PROBLEM TO WORK ON - Convert all the entries below into a two-column CSV with the header guideline,boxes. Each entry gets one row, with its guideline text and its answer each in a single quoted field and every line break replaced by a space.

INPUT MATERIAL -

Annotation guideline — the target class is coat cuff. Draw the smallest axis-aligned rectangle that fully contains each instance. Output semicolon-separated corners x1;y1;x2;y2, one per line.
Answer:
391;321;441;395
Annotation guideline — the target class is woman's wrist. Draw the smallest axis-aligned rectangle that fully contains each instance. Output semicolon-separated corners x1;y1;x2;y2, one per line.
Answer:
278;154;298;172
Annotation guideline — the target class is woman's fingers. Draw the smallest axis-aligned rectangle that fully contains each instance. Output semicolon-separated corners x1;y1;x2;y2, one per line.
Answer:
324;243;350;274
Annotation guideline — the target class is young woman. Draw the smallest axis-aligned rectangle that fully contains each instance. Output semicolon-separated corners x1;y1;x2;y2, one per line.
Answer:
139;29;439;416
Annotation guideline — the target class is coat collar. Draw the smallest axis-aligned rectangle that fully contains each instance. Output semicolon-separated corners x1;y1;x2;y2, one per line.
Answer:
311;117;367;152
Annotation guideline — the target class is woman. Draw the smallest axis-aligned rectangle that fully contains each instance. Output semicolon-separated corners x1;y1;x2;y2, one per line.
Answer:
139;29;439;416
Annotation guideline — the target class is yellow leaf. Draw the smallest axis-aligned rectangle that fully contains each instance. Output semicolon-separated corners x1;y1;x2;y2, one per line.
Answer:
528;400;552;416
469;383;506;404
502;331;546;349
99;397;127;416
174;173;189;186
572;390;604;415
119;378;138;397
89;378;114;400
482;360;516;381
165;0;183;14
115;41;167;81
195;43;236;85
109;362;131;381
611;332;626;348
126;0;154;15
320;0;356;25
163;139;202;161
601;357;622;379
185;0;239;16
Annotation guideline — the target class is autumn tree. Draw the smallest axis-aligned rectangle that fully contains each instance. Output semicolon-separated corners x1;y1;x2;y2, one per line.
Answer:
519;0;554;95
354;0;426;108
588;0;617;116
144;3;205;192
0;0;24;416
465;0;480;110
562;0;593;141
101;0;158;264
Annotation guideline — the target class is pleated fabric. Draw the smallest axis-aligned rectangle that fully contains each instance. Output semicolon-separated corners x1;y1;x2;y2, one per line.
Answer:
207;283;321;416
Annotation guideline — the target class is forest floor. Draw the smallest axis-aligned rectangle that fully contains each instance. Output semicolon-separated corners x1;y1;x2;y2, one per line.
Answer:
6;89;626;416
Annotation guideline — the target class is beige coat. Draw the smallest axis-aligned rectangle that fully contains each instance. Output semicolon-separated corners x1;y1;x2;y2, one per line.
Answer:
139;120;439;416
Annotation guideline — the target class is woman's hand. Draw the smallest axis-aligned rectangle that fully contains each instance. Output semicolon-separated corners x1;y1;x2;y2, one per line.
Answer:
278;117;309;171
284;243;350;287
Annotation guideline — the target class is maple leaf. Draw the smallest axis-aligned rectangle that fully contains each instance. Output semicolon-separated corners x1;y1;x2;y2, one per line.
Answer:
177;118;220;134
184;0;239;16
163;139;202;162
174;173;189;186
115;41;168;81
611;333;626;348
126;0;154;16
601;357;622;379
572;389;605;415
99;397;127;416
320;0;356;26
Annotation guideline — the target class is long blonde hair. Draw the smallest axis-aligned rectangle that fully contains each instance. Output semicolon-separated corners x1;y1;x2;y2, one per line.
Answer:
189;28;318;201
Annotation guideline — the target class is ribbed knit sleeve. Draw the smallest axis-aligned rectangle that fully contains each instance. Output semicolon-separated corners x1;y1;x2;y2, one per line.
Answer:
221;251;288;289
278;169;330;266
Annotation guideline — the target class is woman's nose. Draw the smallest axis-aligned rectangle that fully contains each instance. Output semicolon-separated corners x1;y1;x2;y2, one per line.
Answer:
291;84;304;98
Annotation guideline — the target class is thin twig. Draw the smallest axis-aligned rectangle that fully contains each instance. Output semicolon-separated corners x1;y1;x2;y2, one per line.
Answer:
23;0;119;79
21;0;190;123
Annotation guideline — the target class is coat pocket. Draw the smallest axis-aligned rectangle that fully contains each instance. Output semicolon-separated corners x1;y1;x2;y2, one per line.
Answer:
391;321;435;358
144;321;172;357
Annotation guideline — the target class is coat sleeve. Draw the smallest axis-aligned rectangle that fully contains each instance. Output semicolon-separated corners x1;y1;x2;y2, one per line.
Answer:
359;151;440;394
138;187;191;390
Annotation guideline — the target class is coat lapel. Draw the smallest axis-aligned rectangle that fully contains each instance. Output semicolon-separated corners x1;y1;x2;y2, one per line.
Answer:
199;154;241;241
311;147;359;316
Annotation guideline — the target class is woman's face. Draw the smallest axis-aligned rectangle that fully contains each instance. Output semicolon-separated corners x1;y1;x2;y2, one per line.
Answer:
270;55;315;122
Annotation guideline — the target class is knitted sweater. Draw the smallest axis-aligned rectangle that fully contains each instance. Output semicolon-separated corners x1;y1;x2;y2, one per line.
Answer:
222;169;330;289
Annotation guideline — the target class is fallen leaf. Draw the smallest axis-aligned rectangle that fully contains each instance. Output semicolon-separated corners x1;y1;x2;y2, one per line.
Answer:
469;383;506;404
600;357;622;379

EXERCISE OUTPUT -
guideline,boxes
"Annotation guideline — the target class is coat cuff. Draw the smallest axis-aligned rectangle that fully contains each instance. Output semicolon-separated corners x1;y1;x2;y2, one per line. Answer:","391;321;441;395"
"Annotation guideline — the target class is woman's wrist. Draw the smallest axis-aligned rectangle that fully contains each instance. Output semicolon-separated corners x1;y1;x2;y2, one per line. Answer:","278;154;298;172"
"Annotation guideline — the target class is woman's fingers. Draw the smallest axis-aligned rectangle that fully contains each instance. Output semicolon-separated corners x1;y1;x2;y2, one per line. Answer:","324;243;350;274"
"Annotation guideline — the target class is young woman. Draw the smallest axis-aligned rectangle that fully contains each instance. Output semicolon-separated corners x1;y1;x2;y2, one per line. Answer:","139;29;439;416"
"Annotation guideline — the target class is coat collar. Draw the smallest axis-aligned rectangle that fully contains each instance. Output semicolon-separated corners x1;y1;x2;y2, one per line. Answer:","311;117;367;152"
"Annotation guideline — the target class is woman. Draw the smallest axis-aligned rectangle that fully contains each instance. Output semicolon-separated corners x1;y1;x2;y2, one per line. Answer:","139;29;439;416"
"Annotation guideline — the target class is yellow leaf. Draw the smallest axis-aligned rectangle that fully contains each instance. Output semicolon-separated corners x1;y1;x2;y2, one per line. Answer:","528;400;552;416 469;383;506;404 502;331;546;349 99;397;127;416 174;173;189;186 572;390;604;415 119;378;138;397 89;378;114;400 482;360;516;381 165;0;183;14 115;41;167;81 195;43;236;85 109;362;131;381 611;332;626;348 126;0;154;15 320;0;356;25 163;139;202;161 601;357;622;379 185;0;239;16"
"Annotation guideline — the target class is autumn tree. Draw the smallest axis-aligned rectangle that fully contains each instance. Output semicolon-separated corners x1;y1;x2;y2, one per line. Answer:","519;0;554;95 354;0;426;108 588;0;617;116 144;3;205;192 0;0;24;416 465;0;480;110 562;0;593;141 101;0;158;264"
"Annotation guideline — the target class is pleated fabric. Draw the smallest axis-aligned rectangle that fully contains each instance. Output semicolon-separated corners x1;y1;x2;y2, one per line. Answer:","207;283;321;416"
"Annotation guideline — the target class is forest floor. Draw the smallest axis-aligned rectangle that fully contains each instance. Output semicolon-separated corners x1;y1;x2;y2, one per line. Answer:","6;89;626;416"
"Annotation guideline — the target class is beige coat. Draw the smallest axis-aligned rectangle that fully contains each instance. Output semicolon-separated corners x1;y1;x2;y2, one per line. Answer:","139;120;439;416"
"Annotation guideline — the target class is woman's hand. Draw the smallest axis-aligned rectangle that fully contains each instance. Output semicolon-separated corners x1;y1;x2;y2, one per line. Answer:","278;117;309;171 284;243;350;287"
"Annotation guideline — the target class is maple leaf. Draw the smallest axis-aligned rectangle that fully contains each instance. Output semicolon-separated corners x1;y1;x2;y2, one per line. Answer:","177;118;220;134 184;0;239;16 163;139;202;162 174;173;189;186 115;41;168;81 611;333;626;348 126;0;154;16 601;357;622;379 572;389;605;415 99;397;127;416 320;0;356;26"
"Annotation guideline — the target class is long blonde hair. Draw the smallest axis-aligned rectangle that fully contains each instance. Output semicolon-separated corners x1;y1;x2;y2, one per line. Answer:","189;28;318;201"
"Annotation guideline — the target class is ribbed knit sleeve. Draw the smallest axis-aligned rectangle that fully contains each instance. Output semicolon-separated corners x1;y1;x2;y2, one per line. Answer:","221;251;288;289 278;169;330;266"
"Annotation guideline — the target class is woman's nose. Draw the smallest axis-aligned rectangle that fully contains each instance. Output semicolon-separated corners x1;y1;x2;y2, one per line. Answer:","291;84;304;98"
"Annotation guideline — the target class is thin twig. Draw the smallest axis-aligned rectangle that fully contains each instance. Output semicolon-separated corners x1;y1;x2;y2, one per line. Answer:","23;0;119;79 21;0;190;123"
"Annotation guideline — the target class is coat pocket. Draw the smallest axis-aligned rectangle that fully contains each instance. Output semicolon-separated corners x1;y1;x2;y2, one per line. Answer:","391;321;435;358 144;321;172;357"
"Annotation guideline — the target class is coat sleeve. Draw the smallest axis-aligned rectangle that fully contains each instance. Output semicolon-separated corners x1;y1;x2;y2, one per line. Answer:","359;151;440;394 138;187;191;390"
"Annotation guideline — the target class is coat lapel. Draw the smallest axis-aligned rectangle that fully contains each instance. Output semicolon-separated corners x1;y1;x2;y2, one per line. Answer:","199;154;241;241 311;147;359;316"
"Annotation guideline — the target class is woman's face. Draw the smallest axis-aligned rectangle that fully contains each instance. Output semicolon-separated corners x1;y1;x2;y2, one per line. Answer:","270;55;315;122"
"Annotation guideline — the target class is knitted sweater. Draw the smallest axis-aligned rectangle that fully contains each instance. Output semicolon-separated corners x1;y1;x2;y2, one per line. Answer:","222;169;330;289"
"Annotation guideline — the target class is fallen leaf. Draw the smallest axis-aligned rectangle that fully contains each instance. Output semicolon-separated corners x1;y1;x2;y2, one per line. Answer:","469;383;506;404 600;357;622;379"